### OBJECTIVE
From the forum thread about tkDNN and TensorRT, reproduce the passage between "Jul 23 '20 11:07" and "be great! thanks!", inclusive.

### TEXT SHOWN

The other difference is that tkdnn uses an old method for the custom layers. I, like tensorrtx, use IPluginV2IOExt, etc... But I haven't seen that the older methods have been deprecated, and since they work when building I'm not sure that this is the problem.

All of the distros are out of date when compared to the yolo v4 source. Since that's been updated at an insane pace I'm not surprised. I don't think its a big issue, just things like minor mods to transfer functions for speed purposes, or the sorting/merging methods for the detections. Tensorrtx is missing the scaling function in the yolo layers. I would say tkdnn gives a decent reference.

Jul 23 '20 11:07 JoeCool90

@JoeCool90 I'm looking to test trt 7.2.1 yolov4 on windows. Any help to getting this repo working/the code you have written would be greatly appreciated.

Dec 17 '20 14:12 ttdd11

@JoeCool90 I faced similar issue. I tried deserializing the rt file created from tkdnn using a sample pythonAPI. [TensorRT] ERROR: deserializationUtils.cpp (528) - Serialization Error in load: 0 (Serialized engine contains plugin, but no plugin factory was provided. To deserialize an engine without a factory, please use IPluginV2 instead Is there anyway to solve this error? I used different trt versions [6.0.1, 7.1.3, 7.0.0, 7.2.1]. I create rt files with all these versions and unable to deserialize using same trt versions. I am not that familiar with tensorrt, so any leads would be great! thanks!

Mar 12 '21 03:03 bobbilichandu

tkDNN is now supported on windows 10 on the current master branch at an experimental level with some caveats

Apr 24 '21 18:04 perseusdg

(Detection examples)
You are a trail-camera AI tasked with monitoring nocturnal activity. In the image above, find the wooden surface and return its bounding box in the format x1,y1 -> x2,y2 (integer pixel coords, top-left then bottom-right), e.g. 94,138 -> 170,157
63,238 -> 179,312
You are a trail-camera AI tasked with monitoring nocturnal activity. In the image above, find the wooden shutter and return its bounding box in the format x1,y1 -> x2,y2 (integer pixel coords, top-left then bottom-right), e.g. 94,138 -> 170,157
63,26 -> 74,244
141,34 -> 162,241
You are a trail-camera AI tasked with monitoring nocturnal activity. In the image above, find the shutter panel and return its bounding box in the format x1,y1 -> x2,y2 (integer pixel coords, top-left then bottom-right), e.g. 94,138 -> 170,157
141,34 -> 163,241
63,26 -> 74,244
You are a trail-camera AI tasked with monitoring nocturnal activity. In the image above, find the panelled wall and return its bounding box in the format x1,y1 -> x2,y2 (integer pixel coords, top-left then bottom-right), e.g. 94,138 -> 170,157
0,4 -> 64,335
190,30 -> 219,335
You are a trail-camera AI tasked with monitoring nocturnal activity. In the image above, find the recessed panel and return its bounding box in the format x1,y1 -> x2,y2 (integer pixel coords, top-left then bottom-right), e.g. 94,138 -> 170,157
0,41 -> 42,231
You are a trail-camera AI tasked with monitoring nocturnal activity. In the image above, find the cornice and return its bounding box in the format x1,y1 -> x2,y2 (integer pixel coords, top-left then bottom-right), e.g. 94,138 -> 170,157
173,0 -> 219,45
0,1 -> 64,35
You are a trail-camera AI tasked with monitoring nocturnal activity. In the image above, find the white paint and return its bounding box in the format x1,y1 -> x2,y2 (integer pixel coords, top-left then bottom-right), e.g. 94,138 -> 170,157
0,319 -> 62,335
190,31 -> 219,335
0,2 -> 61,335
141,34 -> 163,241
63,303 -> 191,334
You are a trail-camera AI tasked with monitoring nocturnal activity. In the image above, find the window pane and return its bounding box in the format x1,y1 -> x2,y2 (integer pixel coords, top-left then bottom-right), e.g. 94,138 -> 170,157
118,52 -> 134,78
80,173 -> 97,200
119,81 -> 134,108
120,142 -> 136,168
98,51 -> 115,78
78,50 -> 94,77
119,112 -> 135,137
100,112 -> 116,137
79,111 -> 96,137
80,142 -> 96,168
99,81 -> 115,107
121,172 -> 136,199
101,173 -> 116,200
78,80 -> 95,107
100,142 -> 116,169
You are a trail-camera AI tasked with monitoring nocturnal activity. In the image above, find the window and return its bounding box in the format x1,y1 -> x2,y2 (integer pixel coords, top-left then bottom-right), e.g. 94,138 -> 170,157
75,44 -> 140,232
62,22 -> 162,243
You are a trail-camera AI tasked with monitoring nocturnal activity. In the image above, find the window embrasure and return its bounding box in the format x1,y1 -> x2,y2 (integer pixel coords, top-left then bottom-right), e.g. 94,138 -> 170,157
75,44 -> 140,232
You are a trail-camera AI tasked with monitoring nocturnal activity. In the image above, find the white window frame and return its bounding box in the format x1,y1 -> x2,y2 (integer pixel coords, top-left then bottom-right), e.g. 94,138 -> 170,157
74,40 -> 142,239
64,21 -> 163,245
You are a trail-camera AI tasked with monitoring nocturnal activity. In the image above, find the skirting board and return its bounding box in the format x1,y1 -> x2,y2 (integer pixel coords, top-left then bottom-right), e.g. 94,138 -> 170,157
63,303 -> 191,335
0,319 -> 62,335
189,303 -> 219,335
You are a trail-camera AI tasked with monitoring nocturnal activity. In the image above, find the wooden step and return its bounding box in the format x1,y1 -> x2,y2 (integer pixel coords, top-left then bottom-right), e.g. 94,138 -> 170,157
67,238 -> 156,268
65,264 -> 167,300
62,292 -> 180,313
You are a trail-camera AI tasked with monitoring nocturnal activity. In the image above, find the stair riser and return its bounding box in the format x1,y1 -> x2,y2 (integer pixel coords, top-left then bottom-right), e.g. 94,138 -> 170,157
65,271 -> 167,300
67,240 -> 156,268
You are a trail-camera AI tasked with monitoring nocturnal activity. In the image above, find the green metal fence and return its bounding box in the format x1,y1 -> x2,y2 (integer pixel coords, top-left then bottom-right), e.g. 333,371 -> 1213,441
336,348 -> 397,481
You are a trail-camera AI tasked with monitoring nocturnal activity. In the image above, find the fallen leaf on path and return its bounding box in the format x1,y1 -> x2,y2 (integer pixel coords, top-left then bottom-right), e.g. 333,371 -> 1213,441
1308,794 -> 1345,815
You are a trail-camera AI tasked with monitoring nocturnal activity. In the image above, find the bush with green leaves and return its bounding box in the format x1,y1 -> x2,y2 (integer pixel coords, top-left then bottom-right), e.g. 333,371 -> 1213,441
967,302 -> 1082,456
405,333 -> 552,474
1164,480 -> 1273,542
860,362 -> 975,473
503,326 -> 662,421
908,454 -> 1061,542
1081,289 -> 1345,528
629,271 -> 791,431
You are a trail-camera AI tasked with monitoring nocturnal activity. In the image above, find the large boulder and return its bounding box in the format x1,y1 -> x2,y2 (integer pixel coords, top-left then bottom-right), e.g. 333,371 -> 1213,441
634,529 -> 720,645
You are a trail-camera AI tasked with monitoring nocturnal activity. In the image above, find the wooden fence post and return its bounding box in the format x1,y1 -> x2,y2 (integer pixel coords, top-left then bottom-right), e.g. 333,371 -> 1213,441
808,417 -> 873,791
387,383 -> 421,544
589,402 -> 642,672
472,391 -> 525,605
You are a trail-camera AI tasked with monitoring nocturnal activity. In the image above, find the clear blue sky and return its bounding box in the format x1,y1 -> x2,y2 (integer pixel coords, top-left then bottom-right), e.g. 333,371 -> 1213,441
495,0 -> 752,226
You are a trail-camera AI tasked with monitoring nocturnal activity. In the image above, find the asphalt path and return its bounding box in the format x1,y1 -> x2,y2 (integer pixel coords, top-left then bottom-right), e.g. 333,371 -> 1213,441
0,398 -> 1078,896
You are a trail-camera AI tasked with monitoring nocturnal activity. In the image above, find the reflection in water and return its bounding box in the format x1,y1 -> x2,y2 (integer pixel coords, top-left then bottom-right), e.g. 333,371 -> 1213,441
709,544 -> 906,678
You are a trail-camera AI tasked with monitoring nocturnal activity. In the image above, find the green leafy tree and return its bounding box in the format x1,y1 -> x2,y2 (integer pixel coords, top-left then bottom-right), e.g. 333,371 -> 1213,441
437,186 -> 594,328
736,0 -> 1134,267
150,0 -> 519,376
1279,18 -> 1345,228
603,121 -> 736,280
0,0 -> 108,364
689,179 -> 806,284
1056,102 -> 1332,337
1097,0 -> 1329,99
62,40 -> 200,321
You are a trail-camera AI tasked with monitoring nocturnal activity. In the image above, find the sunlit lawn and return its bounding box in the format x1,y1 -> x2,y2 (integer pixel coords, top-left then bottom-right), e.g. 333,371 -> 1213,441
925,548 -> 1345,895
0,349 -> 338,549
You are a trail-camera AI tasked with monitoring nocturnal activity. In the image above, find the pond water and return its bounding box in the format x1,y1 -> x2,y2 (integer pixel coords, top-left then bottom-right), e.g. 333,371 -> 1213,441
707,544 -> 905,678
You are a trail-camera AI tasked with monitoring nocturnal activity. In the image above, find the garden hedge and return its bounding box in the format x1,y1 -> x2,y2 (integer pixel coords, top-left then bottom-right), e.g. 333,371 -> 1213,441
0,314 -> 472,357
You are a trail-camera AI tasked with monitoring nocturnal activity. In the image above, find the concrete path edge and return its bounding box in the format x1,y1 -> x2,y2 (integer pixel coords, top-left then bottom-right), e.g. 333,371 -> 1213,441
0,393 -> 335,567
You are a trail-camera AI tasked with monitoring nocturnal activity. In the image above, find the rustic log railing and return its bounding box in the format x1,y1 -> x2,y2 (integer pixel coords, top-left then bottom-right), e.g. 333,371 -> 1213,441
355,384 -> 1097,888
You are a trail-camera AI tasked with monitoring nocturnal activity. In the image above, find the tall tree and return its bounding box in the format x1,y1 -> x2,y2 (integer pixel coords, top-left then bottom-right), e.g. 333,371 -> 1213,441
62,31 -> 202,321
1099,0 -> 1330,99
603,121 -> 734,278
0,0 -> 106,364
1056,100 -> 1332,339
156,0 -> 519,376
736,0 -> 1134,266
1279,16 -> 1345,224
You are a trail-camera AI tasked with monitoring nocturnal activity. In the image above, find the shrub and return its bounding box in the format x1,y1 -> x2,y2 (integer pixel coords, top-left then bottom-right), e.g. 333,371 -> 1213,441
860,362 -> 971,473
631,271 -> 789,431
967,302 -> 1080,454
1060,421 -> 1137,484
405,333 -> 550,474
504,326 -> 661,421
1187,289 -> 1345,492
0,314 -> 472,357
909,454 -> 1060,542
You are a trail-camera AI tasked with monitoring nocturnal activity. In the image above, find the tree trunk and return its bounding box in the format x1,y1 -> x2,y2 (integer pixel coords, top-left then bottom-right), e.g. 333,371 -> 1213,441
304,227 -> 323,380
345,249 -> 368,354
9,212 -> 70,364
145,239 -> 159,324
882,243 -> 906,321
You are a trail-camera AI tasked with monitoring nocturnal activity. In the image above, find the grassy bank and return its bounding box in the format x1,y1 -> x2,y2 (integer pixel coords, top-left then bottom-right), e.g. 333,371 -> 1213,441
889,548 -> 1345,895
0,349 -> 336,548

### OUTPUT FOR THIS EXERCISE
Jul 23 '20 11:07 JoeCool90

@JoeCool90 I'm looking to test trt 7.2.1 yolov4 on windows. Any help to getting this repo working/the code you have written would be greatly appreciated.

Dec 17 '20 14:12 ttdd11

@JoeCool90 I faced similar issue. I tried deserializing the rt file created from tkdnn using a sample pythonAPI. [TensorRT] ERROR: deserializationUtils.cpp (528) - Serialization Error in load: 0 (Serialized engine contains plugin, but no plugin factory was provided. To deserialize an engine without a factory, please use IPluginV2 instead Is there anyway to solve this error? I used different trt versions [6.0.1, 7.1.3, 7.0.0, 7.2.1]. I create rt files with all these versions and unable to deserialize using same trt versions. I am not that familiar with tensorrt, so any leads would be great! thanks!